Given request: Edit the material below so that every "record" becomes "note". Leave everything else unchanged.

Source data:
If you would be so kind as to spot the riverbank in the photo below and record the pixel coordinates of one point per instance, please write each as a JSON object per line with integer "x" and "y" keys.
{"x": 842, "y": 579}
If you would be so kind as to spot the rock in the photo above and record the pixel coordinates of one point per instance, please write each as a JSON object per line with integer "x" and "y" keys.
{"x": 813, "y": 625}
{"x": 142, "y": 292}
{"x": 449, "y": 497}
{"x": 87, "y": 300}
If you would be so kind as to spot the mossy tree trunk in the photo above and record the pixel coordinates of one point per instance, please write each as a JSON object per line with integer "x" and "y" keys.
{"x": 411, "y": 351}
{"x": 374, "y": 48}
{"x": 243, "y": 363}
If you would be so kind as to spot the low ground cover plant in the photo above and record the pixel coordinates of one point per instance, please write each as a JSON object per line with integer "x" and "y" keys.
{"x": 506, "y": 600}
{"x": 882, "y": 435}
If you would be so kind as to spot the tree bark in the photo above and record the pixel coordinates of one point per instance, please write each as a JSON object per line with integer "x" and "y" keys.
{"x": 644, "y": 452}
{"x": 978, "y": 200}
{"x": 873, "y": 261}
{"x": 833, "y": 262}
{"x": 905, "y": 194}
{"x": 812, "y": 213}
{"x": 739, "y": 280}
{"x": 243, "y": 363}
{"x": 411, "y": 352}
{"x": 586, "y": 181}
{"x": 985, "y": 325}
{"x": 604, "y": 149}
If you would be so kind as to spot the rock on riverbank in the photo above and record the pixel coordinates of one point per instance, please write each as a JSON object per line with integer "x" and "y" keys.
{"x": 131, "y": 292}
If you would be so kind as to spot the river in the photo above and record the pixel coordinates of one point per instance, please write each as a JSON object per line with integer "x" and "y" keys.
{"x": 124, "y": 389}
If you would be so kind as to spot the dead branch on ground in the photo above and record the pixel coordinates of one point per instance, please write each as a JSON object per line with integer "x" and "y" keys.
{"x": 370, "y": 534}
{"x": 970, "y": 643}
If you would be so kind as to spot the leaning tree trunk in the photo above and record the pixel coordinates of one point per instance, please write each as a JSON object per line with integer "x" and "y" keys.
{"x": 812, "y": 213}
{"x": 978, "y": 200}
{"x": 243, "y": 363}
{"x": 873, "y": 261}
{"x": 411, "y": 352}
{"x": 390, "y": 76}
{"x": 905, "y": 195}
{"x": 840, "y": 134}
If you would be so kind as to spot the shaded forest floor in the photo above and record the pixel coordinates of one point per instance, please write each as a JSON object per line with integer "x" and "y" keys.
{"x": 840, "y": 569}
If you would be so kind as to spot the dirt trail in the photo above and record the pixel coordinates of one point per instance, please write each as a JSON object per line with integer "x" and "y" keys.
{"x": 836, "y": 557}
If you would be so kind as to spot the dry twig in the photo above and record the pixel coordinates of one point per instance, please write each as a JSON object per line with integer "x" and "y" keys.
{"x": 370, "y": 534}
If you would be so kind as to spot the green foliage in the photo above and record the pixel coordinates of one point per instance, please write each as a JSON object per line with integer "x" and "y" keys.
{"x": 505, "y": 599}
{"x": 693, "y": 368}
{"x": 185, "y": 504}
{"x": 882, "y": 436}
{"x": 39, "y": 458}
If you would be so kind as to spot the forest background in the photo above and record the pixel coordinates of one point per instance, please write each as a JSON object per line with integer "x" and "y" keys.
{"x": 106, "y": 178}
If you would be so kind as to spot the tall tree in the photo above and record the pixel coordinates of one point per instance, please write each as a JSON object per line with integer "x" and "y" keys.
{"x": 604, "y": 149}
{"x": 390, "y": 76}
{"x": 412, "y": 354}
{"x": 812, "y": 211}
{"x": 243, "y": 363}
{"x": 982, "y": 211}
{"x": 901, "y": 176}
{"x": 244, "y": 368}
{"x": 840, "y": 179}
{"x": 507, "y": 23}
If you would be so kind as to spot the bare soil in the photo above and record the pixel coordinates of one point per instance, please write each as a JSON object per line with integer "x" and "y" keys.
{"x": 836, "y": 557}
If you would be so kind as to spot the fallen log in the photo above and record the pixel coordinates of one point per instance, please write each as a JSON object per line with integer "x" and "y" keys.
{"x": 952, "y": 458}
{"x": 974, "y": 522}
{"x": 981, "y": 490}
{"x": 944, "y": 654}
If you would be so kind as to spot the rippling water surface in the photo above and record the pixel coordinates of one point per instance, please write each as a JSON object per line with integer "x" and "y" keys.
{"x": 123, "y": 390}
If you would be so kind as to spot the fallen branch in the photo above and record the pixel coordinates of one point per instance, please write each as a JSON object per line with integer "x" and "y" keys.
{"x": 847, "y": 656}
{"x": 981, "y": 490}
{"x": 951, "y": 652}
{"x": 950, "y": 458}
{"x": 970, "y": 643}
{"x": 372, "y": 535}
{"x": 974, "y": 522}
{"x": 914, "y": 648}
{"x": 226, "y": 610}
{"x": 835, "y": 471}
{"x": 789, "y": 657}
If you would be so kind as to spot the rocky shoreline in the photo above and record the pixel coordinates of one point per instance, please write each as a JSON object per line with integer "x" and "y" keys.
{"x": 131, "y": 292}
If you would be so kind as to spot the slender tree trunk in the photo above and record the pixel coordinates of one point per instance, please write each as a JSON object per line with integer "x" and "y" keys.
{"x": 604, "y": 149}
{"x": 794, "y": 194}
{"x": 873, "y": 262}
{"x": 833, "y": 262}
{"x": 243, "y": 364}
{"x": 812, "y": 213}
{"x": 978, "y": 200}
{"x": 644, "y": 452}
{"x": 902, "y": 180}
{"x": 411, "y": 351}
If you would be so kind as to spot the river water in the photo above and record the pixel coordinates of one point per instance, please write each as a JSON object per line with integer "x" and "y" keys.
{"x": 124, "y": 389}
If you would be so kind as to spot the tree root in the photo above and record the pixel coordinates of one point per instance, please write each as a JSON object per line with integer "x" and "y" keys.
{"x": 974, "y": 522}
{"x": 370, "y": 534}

Answer for the task:
If you would be so kind as to spot the riverbank in the photo below and note the pixel coordinates of one point per instance, please write each as a JSON object per line with integer "x" and "y" keys.
{"x": 842, "y": 579}
If you would be so kind as to spot the rock in the photo above and note the pixel coordinates of one point per instance, please write each as a JSON object per line with integer "x" and "y" keys.
{"x": 813, "y": 625}
{"x": 142, "y": 292}
{"x": 449, "y": 497}
{"x": 87, "y": 300}
If you would be so kind as to spot the mossy tree trunk in the photo above and note the pixel coordinates of one point per instance, please write each as a JSON object per line with integer "x" and "y" keys.
{"x": 411, "y": 351}
{"x": 374, "y": 48}
{"x": 243, "y": 363}
If you would be so kind as to spot the low ground cover plant in the photo above and note the pixel coordinates of one point per instance, please write each as a JSON object per line with integer "x" and "y" keys.
{"x": 506, "y": 600}
{"x": 882, "y": 435}
If you would be so kind as to spot the tree bark in the photo above and note the pixel coordinates of one point per instance, please write each as a JSON object per line with integer "x" and "y" keys.
{"x": 644, "y": 452}
{"x": 978, "y": 200}
{"x": 873, "y": 261}
{"x": 833, "y": 262}
{"x": 905, "y": 194}
{"x": 812, "y": 213}
{"x": 739, "y": 280}
{"x": 243, "y": 363}
{"x": 411, "y": 352}
{"x": 586, "y": 181}
{"x": 985, "y": 325}
{"x": 604, "y": 149}
If you would be so kind as to spot the rock on riverbank in the photo above and note the pixel coordinates of one point per instance, please write each as a JSON object per line with integer "x" and "y" keys.
{"x": 131, "y": 292}
If you would be so kind as to spot the river in the photo above and note the pixel coordinates of one point per instance, please write each as a JSON object per line with integer "x" and "y" keys.
{"x": 124, "y": 389}
If you would be so kind as to spot the dead branch on ground in the photo above and note the pixel coordinates of one point per instance, please write each as a JSON object per line with integer "x" and "y" keys.
{"x": 370, "y": 534}
{"x": 970, "y": 643}
If you would be so kind as to spot the leaning tree trunk in the photo above and note the pixel coordinates of one point per instance, please write each as a JSON object per line with integer "x" and "y" keys.
{"x": 812, "y": 213}
{"x": 978, "y": 200}
{"x": 243, "y": 363}
{"x": 873, "y": 261}
{"x": 411, "y": 352}
{"x": 390, "y": 76}
{"x": 905, "y": 195}
{"x": 840, "y": 134}
If you would be so kind as to spot the shaded forest floor in the photo above and note the pixel coordinates of one point per instance, please write each as a JSON object per line with integer "x" and "y" keys.
{"x": 840, "y": 569}
If you would be so kind as to spot the dirt trail in the photo above and note the pixel coordinates of one point per instance, please write each as a JSON object per line with integer "x" and "y" keys.
{"x": 836, "y": 557}
If you would be so kind as to spot the dry twig in the photo above and note the pixel coordinates of one point per instance, please write each as a JSON object per line with integer "x" and "y" keys.
{"x": 370, "y": 534}
If you would be so kind as to spot the green foliage in the photo above and note the pixel coordinates of one point per instance, please write each as a JSON object per line with integer "x" and "y" keys.
{"x": 505, "y": 599}
{"x": 693, "y": 368}
{"x": 185, "y": 504}
{"x": 882, "y": 436}
{"x": 39, "y": 458}
If you would be so kind as to spot the forest background in the photo above and note the pixel coordinates of one point per instance, please write each as a JSON object per line with integer "x" and "y" keys.
{"x": 106, "y": 178}
If you would be so kind as to spot the tall tree in the photo above and note the pixel coordinates of one point per instance, please write each as a JSON object per line with integer "x" and "y" keys.
{"x": 604, "y": 149}
{"x": 390, "y": 76}
{"x": 412, "y": 354}
{"x": 812, "y": 211}
{"x": 243, "y": 363}
{"x": 982, "y": 211}
{"x": 901, "y": 176}
{"x": 244, "y": 368}
{"x": 840, "y": 179}
{"x": 507, "y": 23}
If you would be so kind as to spot the bare soil in the photo above and note the pixel coordinates of one point per instance, please write each as a JSON object per line with integer "x" and "y" keys.
{"x": 836, "y": 557}
If you would be so kind as to spot the fallen log in the photo above and note the pixel coordinates of one point per instance, please write each as a JSON object per line with integer "x" and "y" keys.
{"x": 952, "y": 458}
{"x": 974, "y": 522}
{"x": 981, "y": 490}
{"x": 944, "y": 654}
If you would be so kind as to spot the rippling water surface in the photo above and note the pixel coordinates of one point per instance, please write each as a JSON object per line with integer "x" and "y" keys.
{"x": 123, "y": 390}
If you would be so kind as to spot the fallen branch in the photo above and note the pixel coordinates of one point per instance, please write each as a JSON object per line with integer "x" and "y" keys.
{"x": 847, "y": 656}
{"x": 981, "y": 490}
{"x": 951, "y": 652}
{"x": 950, "y": 458}
{"x": 970, "y": 643}
{"x": 372, "y": 535}
{"x": 974, "y": 522}
{"x": 914, "y": 648}
{"x": 226, "y": 610}
{"x": 835, "y": 471}
{"x": 789, "y": 657}
If you would be so kind as to spot the rocky shoreline in the photo above and note the pixel coordinates of one point per instance, please write each as a JSON object per line with integer "x" and "y" keys.
{"x": 131, "y": 292}
If you would be so kind as to spot the slender tree trunk in the photo above and note the pixel coordinates of one point per instance, please write each as a JSON object per line with integer "x" and "y" keys.
{"x": 604, "y": 149}
{"x": 794, "y": 194}
{"x": 873, "y": 262}
{"x": 833, "y": 262}
{"x": 243, "y": 364}
{"x": 812, "y": 213}
{"x": 978, "y": 200}
{"x": 644, "y": 452}
{"x": 902, "y": 180}
{"x": 411, "y": 351}
If you would be so kind as to spot the river water in the photo above and note the pixel coordinates of one point per instance, please write each as a JSON object per line with integer "x" and "y" keys.
{"x": 124, "y": 389}
If you would be so kind as to spot the tree root in the photo above and note the pixel coordinates of one point per instance, please write each as a JSON object per line with integer "x" and "y" keys.
{"x": 974, "y": 522}
{"x": 370, "y": 534}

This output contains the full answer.